**INSTRUCTIONS TO FOLLOW**
For each record here, output an exact copy.

|---|

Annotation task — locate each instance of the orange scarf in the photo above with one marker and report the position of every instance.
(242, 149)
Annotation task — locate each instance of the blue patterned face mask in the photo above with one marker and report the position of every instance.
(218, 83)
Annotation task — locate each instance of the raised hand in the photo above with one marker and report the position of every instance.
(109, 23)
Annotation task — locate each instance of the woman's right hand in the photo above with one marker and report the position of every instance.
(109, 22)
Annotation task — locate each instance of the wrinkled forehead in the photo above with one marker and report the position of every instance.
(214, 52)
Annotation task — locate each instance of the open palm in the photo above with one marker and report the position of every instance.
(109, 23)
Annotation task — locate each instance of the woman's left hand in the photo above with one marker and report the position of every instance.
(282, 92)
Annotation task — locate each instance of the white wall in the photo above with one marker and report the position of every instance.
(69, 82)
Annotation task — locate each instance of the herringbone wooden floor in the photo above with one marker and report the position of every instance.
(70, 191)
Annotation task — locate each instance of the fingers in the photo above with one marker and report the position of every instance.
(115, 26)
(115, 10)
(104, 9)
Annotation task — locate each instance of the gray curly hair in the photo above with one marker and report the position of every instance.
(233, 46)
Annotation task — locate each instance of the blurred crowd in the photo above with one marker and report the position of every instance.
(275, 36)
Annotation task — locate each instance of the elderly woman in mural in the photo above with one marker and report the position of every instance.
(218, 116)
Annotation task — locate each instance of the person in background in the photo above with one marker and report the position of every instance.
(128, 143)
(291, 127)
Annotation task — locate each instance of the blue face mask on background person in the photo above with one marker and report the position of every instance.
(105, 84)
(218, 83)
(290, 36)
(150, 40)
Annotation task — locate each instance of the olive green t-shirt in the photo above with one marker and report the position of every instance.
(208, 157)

|---|

**EXERCISE RESPONSE**
Annotation task — locate each instance of the orange scarf in the photo above with one marker and report the position of every instance.
(242, 149)
Annotation task — locate each instance of the blue patterned face mask in the photo above with one marker and report the position of every instance.
(218, 83)
Annotation task — locate each instance of the raised hand in the photo above with one marker and report the position of every instance.
(109, 23)
Annotation task — locate each instance of the woman's right hand in the photo above with one marker and report the position of every instance.
(109, 22)
Annotation task — locate each instance of the wrinkled forehead in the photo above with one marker and report the position of every instance.
(214, 52)
Annotation task — locate each instance of the open palm in the photo above with one marker and report the position of every instance.
(109, 23)
Annotation task — locate each instance of the woman's left hand in the photo above with one marker and report the position of every instance.
(282, 92)
Annotation task — locate each instance of the white wall in the photo above with one marker and report the position of every instance.
(69, 82)
Annotation task — locate each instance of the herringbone wooden floor in the photo above with one marker and report the position of every instance.
(70, 191)
Annotation task — locate each instance of the fingers in the photo above with one marker and report the position of every instance.
(115, 26)
(115, 10)
(104, 9)
Annotation task — locate each instance of the gray curly hair in the photo above with one marker and report the position of every instance.
(233, 46)
Annotation task — locate each instance of the blurred crowd in the photo above with one marker and report the position of every instance.
(275, 36)
Annotation task — locate each instance of the elderly woman in mural in the photo above with one marker and report the position of every instance.
(218, 116)
Annotation task — locate each instance of the person in background in the photo above with one marker and report the position of every instance.
(128, 143)
(291, 127)
Annotation task — locate each instance of the blue face mask on background person in the photo above with one marker and report the position of every instance.
(105, 84)
(218, 83)
(290, 36)
(150, 40)
Annotation task — locate each instance of the olive green t-shirt in the photo above with one marker and report the position of every instance.
(208, 157)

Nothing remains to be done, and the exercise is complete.